◆ Vorgegebener Text:
--------

Fünf Jahre später wird der König gestürzt. Weitere fünf Jahre später putschen die Kommunisten. Der Westen unterstützt kriegerische Gruppen im Kampf gegen die Sowjets, die Radikalisierung des Landes schreitet voran. Nadir Naim verlässt seine Heimat. Erst nach dem Sturz der Taliban kehrt er 2003 zurück, nach über 20 Jahren im britischen Exil. Dass er jetzt fürs Präsidentenamt kandidiert, erklärt der arabische Nachrichtensender Al Jazeera mit dem Foto, das Nadir Naim 1968 mit seinem Opa zeigt: Die Farm sei Symbol eines verlorenen Paradieses.
"Eines Paradieses, das wiedererlangt werden kann."

400 Jahre Politik in der Familie
Amtsinhaber Hamid Karsai darf nach der Verfassung bei der Wahl am Samstag nicht noch einmal antreten. Paradiesische Zustände hat er in Afghanistan nicht geschaffen. Was der Spross des alten Königshauses besser machen möchte, will er gleich selbst erzählen. "Ich versuche, nach Kabul zu verbinden", sagt Nasser Waziri, der Vetter des Prinzen. Der 35-Jährige ist in Deutschland aufgewachsen, lebt als Unternehmer in der Nähe von Frankfurt und unterstützt von hier aus den Wahlkampf Nadir Naims.

"Die Familie war über 400 Jahre in der Politik tätig", sagt er. Gewalt, Drogenhandel und Korruption sollen bekämpft werden. "Wir möchten in der Regierung mehr mit Elektronik arbeiten, so dass zum Beispiel genau erfasst wird, wofür Geld ausgegeben wird, das die Bundesrepublik uns zur Verfügung stellt. Das ist ja momentan nicht der Fall." Von oben angefangen bediene sich jede Schicht. "In der untersten Schicht, für die das Geld gedacht ist, kommen nur zirka acht Prozent an."

--------

◆ Vorliegende Daten:

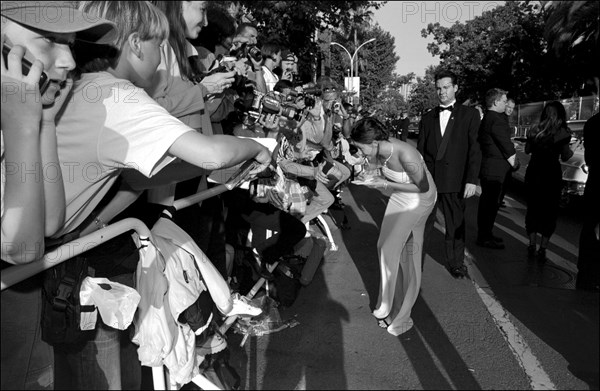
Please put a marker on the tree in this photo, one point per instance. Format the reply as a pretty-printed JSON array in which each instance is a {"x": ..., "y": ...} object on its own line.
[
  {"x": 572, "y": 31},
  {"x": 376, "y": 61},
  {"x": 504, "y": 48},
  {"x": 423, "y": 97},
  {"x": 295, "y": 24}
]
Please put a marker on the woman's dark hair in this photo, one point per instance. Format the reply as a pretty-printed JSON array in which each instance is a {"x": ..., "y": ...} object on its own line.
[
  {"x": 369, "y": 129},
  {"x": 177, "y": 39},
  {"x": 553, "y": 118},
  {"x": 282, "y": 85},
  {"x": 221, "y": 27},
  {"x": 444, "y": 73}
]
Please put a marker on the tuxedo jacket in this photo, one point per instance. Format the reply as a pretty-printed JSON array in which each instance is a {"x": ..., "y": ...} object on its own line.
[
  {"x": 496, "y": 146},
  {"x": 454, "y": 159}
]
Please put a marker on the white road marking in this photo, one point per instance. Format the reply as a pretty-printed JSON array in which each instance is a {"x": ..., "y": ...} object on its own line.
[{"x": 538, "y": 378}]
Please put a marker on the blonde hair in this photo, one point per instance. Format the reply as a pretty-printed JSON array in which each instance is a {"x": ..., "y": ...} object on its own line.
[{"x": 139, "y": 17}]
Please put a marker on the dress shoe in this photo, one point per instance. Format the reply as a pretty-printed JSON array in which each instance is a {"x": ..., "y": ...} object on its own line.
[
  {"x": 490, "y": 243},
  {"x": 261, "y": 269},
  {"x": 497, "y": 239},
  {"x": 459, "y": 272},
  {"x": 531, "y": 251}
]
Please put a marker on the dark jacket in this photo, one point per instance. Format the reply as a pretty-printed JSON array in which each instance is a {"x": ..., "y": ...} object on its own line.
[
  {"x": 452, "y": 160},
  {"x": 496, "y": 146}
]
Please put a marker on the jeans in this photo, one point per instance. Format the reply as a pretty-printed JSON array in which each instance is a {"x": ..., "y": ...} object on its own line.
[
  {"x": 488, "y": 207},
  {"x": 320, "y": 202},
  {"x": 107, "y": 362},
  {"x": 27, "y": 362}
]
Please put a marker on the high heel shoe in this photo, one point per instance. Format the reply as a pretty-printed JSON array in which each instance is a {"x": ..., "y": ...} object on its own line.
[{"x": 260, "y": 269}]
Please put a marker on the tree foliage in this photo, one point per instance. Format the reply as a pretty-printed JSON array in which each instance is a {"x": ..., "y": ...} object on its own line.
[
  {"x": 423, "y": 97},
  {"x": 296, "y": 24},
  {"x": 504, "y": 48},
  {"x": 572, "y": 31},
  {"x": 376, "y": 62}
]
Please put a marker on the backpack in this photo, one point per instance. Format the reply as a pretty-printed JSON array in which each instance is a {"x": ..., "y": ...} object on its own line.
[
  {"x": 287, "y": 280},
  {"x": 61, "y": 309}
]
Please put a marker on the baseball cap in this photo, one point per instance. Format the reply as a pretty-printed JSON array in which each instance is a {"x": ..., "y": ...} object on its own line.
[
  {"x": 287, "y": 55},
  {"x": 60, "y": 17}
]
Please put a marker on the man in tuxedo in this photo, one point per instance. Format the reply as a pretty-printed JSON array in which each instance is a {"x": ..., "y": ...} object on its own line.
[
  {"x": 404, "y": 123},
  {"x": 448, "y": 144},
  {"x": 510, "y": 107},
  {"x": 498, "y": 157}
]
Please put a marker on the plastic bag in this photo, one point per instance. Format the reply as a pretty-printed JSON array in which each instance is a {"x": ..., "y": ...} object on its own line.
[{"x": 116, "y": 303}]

--------

◆ Deine Aufgaben:
[A] Schreib aus dem Text über Nadir Naim den Abschnitt ab, der mit den Worten „Fünf Jahre später wird“ anfängt und mit „eines verlorenen Paradieses.“ aufhört.
[B] Schreib den Text über Nadir Naims Kandidatur in Afghanistan weiter, und zwar direkt nach seinem letzten Satz.

◆ Die Lösungen:
[A]
Fünf Jahre später wird der König gestürzt. Weitere fünf Jahre später putschen die Kommunisten. Der Westen unterstützt kriegerische Gruppen im Kampf gegen die Sowjets, die Radikalisierung des Landes schreitet voran. Nadir Naim verlässt seine Heimat. Erst nach dem Sturz der Taliban kehrt er 2003 zurück, nach über 20 Jahren im britischen Exil. Dass er jetzt fürs Präsidentenamt kandidiert, erklärt der arabische Nachrichtensender Al Jazeera mit dem Foto, das Nadir Naim 1968 mit seinem Opa zeigt: Die Farm sei Symbol eines verlorenen Paradieses.

[B]
Eine gebildete Elite rund um den Prinzen soll die Zukunftspläne umsetzen. "D.P.A.F." steht für "Gegen politische Korruption". "In unserem Team sind 50 Prozent Universitätsabsolventen aus Bereichen wie Politik oder Recht. Junge Leute. Und 30 Prozent davon Frauen", erklärt Waziri. Auch der 35-Jährige ist gut vernetzt: Dieses Interview wurde über einen Marketingspezialisten vermittelt, mit dem Waziri befreundet ist. Der Vetter des Präsidentschaftskandidaten soll als ehemaliger Übersetzer in den Diensten der Bundeswehr vor allem erklären, welche Rolle Deutschland in Afghanistan spielt. Von einem Telefonat mit Prinz Nadir selbst war ursprünglich gar nicht die Rede. Aber ihn erreicht Waziri heute ohnehin nicht: "Wahrscheinlich hat er in Kabul gerade keinen Empfang", vermutet er.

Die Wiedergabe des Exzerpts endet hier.